### Problem requirements
Output exactly the lines between the line that contains "Kindly mark the innermost point of each instance of the tree" and the last line of the material, counting both.

[Excerpts from point annotation data]
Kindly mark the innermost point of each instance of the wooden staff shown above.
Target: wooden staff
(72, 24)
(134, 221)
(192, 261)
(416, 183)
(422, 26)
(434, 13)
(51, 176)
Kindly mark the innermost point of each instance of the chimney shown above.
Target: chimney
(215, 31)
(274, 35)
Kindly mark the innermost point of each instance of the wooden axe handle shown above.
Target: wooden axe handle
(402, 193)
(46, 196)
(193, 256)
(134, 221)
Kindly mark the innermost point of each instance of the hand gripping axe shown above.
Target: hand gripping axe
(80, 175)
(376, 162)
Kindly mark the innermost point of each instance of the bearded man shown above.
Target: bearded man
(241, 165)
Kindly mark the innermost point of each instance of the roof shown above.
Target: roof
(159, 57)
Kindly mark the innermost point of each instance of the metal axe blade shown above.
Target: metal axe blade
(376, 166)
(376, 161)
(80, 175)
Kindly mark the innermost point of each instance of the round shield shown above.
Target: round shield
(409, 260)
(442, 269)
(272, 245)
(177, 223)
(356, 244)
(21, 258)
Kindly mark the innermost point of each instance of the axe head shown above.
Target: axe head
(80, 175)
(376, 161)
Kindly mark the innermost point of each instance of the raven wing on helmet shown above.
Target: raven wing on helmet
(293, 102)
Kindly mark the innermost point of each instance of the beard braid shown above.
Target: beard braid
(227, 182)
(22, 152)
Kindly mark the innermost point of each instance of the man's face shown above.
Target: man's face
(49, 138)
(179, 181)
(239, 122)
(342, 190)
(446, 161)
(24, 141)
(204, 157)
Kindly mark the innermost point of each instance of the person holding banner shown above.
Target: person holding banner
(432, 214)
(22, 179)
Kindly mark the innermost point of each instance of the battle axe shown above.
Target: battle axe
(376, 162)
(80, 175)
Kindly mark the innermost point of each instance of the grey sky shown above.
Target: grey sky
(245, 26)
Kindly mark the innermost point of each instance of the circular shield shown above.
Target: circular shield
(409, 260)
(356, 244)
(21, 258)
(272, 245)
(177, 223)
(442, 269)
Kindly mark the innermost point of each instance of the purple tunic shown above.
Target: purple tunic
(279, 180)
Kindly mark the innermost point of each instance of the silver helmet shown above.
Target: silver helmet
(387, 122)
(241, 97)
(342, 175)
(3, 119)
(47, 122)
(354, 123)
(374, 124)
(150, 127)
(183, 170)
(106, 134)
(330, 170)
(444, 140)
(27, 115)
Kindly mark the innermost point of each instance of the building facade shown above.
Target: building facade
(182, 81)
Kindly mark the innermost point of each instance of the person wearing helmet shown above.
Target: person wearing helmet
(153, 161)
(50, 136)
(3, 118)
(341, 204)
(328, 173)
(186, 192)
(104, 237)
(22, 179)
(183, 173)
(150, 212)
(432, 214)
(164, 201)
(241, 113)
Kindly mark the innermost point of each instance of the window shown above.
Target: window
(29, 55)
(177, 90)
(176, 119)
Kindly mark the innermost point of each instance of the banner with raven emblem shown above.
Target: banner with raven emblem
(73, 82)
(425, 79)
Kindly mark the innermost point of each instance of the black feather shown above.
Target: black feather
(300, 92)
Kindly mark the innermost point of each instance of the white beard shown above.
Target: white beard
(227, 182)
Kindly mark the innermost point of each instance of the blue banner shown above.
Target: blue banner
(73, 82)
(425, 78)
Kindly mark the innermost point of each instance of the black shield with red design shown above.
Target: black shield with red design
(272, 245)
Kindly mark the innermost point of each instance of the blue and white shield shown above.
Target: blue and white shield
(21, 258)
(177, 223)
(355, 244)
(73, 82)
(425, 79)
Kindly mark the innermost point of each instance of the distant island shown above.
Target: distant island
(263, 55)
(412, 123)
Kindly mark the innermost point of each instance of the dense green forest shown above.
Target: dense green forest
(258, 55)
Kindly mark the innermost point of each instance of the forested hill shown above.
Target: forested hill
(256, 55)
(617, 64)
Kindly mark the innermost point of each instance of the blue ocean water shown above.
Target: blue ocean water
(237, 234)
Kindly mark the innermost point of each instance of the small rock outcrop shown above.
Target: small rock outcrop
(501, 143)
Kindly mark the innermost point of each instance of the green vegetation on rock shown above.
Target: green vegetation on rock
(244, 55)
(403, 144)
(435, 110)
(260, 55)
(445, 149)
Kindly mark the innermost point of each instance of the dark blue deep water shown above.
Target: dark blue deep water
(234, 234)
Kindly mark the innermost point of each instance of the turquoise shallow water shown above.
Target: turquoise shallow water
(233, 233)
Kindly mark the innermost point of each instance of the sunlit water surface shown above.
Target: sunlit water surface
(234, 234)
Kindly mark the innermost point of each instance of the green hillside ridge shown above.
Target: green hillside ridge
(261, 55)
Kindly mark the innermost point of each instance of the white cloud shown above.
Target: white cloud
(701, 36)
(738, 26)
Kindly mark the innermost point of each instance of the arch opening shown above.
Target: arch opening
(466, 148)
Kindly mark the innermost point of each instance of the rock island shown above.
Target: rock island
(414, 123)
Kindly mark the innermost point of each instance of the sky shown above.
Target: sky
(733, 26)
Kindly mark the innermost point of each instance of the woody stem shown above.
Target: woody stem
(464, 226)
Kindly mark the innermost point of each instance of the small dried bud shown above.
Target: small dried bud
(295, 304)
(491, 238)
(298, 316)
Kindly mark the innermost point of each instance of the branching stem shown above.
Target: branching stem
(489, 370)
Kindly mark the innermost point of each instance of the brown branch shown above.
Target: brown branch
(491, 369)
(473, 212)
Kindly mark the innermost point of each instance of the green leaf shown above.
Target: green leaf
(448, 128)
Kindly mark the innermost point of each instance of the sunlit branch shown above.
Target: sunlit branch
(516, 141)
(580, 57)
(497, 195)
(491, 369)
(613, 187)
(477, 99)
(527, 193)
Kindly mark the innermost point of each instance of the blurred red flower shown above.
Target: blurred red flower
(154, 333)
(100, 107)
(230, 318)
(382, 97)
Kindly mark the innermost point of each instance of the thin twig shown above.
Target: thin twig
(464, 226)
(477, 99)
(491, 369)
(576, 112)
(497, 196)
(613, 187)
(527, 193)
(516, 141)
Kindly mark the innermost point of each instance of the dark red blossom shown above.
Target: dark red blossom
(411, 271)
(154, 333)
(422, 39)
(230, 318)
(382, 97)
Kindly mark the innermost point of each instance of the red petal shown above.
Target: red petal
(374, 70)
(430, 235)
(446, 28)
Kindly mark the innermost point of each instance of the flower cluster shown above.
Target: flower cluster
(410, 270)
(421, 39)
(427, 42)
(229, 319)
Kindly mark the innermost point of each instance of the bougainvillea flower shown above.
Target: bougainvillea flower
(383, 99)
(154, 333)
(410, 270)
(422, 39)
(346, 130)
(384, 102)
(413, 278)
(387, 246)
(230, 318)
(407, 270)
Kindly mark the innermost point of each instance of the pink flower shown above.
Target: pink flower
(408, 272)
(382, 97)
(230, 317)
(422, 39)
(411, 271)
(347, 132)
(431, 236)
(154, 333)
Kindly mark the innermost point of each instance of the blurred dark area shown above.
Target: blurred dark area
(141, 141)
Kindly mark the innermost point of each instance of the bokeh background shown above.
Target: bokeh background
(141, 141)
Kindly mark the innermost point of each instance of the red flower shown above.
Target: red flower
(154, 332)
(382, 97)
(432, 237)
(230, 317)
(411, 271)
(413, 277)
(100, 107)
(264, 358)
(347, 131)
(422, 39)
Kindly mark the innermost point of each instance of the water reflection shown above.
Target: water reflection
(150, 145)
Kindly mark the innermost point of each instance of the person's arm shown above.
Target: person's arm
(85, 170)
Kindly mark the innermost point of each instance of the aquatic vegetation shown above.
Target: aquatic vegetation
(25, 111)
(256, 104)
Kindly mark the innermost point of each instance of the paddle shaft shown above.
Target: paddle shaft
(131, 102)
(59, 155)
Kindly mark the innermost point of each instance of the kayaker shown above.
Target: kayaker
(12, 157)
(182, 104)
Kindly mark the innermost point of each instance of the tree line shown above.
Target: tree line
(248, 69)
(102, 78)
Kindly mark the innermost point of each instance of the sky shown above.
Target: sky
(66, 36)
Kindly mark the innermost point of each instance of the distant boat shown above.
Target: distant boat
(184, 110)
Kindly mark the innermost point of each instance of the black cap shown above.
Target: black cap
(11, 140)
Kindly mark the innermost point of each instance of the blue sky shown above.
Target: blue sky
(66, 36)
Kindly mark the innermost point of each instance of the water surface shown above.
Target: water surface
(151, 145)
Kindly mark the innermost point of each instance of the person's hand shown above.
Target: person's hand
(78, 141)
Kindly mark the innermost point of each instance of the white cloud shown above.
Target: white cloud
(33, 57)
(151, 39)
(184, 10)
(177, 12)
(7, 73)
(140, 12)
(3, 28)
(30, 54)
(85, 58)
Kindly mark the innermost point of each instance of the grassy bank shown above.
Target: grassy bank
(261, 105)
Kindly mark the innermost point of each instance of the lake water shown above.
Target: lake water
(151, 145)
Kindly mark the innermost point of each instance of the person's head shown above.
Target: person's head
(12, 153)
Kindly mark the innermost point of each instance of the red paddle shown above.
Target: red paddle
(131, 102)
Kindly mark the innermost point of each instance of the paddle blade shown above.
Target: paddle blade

### Result of this task
Kindly mark the innermost point of each instance of the tree line shown above.
Target: tree line
(248, 69)
(102, 78)
Kindly mark the innermost point of each instance of the sky shown above.
Target: sky
(66, 36)
Kindly mark the innermost point of each instance of the distant boat shown above.
Target: distant boat
(184, 110)
Kindly mark the innermost point of each instance of the black cap shown above.
Target: black cap
(11, 140)
Kindly mark the innermost point of each instance of the blue sky shown above.
Target: blue sky
(66, 36)
Kindly mark the innermost point of each instance of the water surface shown above.
Target: water surface
(151, 145)
Kindly mark the innermost point of each instance of the person's hand shown above.
Target: person's hand
(78, 141)
Kindly mark the innermost point of each instance of the white cloud shown above.
Target: white cloud
(33, 57)
(151, 39)
(184, 10)
(177, 12)
(7, 73)
(140, 12)
(3, 28)
(30, 54)
(85, 58)
Kindly mark the innermost point of each instance of the grassy bank shown above.
Target: grassy bank
(261, 105)
Kindly mark the innermost point of each instance of the lake water shown above.
Target: lake water
(151, 145)
Kindly mark the innermost point of each instance of the person's head shown above.
Target: person's head
(12, 153)
Kindly mark the innermost point of each instance of the red paddle shown above.
Target: red paddle
(131, 102)
Kindly mark the innermost point of each instance of the paddle blade shown above.
Target: paddle blade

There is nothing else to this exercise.